# EXERCISE BRIEF:
Please keep to the lines below from the one with "Target: bush" through the one with "Reviewer note: see that each instance of the rear wheel", and restate them word for word, ends included.

# EXTRACTED INFORMATION:
---

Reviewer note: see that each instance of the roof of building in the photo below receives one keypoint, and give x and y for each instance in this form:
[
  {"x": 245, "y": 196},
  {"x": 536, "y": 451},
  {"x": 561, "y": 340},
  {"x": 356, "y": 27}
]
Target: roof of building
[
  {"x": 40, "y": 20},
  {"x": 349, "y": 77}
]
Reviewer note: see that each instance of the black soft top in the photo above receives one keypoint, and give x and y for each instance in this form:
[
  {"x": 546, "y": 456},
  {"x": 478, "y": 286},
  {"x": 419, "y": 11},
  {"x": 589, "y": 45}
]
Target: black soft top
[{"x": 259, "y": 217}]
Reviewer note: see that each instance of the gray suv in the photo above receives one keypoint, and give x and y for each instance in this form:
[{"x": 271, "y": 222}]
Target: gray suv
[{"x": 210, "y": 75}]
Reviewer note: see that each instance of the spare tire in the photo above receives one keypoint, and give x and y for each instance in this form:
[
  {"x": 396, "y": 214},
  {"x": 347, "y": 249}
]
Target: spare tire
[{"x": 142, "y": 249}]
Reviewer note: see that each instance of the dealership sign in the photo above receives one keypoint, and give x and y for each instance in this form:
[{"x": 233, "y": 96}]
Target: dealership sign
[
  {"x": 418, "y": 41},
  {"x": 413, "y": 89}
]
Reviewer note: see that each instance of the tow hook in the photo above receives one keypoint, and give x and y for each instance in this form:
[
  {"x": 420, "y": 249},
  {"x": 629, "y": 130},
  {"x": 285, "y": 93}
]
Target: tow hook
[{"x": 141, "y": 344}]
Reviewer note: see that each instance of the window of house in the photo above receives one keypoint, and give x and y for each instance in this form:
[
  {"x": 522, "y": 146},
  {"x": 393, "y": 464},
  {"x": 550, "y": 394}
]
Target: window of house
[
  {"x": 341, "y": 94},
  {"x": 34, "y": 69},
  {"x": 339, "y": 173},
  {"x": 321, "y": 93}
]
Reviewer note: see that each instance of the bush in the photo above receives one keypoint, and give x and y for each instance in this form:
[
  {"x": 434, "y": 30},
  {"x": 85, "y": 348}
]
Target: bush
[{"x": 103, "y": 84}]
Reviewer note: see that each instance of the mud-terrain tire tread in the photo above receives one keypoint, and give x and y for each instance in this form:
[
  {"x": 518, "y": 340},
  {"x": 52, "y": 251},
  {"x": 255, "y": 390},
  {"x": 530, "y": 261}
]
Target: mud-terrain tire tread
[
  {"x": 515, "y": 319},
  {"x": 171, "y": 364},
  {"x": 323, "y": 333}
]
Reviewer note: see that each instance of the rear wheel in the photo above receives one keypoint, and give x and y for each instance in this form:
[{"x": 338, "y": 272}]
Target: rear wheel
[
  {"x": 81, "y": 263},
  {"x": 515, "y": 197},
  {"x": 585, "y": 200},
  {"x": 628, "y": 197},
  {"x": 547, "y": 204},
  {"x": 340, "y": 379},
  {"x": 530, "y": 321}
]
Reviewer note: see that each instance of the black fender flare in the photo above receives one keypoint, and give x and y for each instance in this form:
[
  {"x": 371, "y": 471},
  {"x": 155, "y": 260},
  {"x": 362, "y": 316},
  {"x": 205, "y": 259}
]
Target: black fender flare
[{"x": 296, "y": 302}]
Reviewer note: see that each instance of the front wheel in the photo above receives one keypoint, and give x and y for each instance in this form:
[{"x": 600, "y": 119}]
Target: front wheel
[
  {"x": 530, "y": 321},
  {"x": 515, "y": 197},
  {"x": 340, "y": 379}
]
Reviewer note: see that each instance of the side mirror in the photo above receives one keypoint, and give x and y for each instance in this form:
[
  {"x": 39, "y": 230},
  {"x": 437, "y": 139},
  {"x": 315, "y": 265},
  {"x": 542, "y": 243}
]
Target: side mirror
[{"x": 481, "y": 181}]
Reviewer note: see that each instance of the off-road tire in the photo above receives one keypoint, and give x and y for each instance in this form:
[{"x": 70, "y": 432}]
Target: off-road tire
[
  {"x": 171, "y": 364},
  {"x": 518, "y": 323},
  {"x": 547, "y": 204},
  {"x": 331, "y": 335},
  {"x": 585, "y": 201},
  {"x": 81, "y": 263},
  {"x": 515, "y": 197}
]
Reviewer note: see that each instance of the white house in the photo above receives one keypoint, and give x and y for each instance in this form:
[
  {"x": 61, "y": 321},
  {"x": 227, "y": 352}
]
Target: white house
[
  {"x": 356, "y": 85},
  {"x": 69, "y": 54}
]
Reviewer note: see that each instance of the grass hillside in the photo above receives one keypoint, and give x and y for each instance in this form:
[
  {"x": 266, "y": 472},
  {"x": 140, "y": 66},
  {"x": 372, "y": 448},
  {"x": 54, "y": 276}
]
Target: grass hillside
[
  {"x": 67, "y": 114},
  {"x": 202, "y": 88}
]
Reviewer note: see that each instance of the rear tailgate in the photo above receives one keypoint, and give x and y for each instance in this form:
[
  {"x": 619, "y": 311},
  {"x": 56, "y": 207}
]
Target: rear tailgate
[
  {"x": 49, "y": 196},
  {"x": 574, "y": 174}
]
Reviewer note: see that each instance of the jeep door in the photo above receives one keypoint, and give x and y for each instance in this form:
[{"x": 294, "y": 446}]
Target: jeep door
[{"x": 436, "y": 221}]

---

# ANSWER BOX:
Target: bush
[{"x": 103, "y": 84}]
Reviewer note: see that each instance of the mud-terrain tire tread in the photo above receives one keypoint, and give x and y for each instance in this form:
[
  {"x": 518, "y": 340},
  {"x": 52, "y": 251},
  {"x": 255, "y": 390},
  {"x": 530, "y": 261}
]
Target: mud-terrain tire tread
[
  {"x": 515, "y": 319},
  {"x": 171, "y": 364},
  {"x": 323, "y": 333}
]
Reviewer note: see that each instance of the rear wheel in the photo above receives one keypoint, and give x and y for each instance in this form:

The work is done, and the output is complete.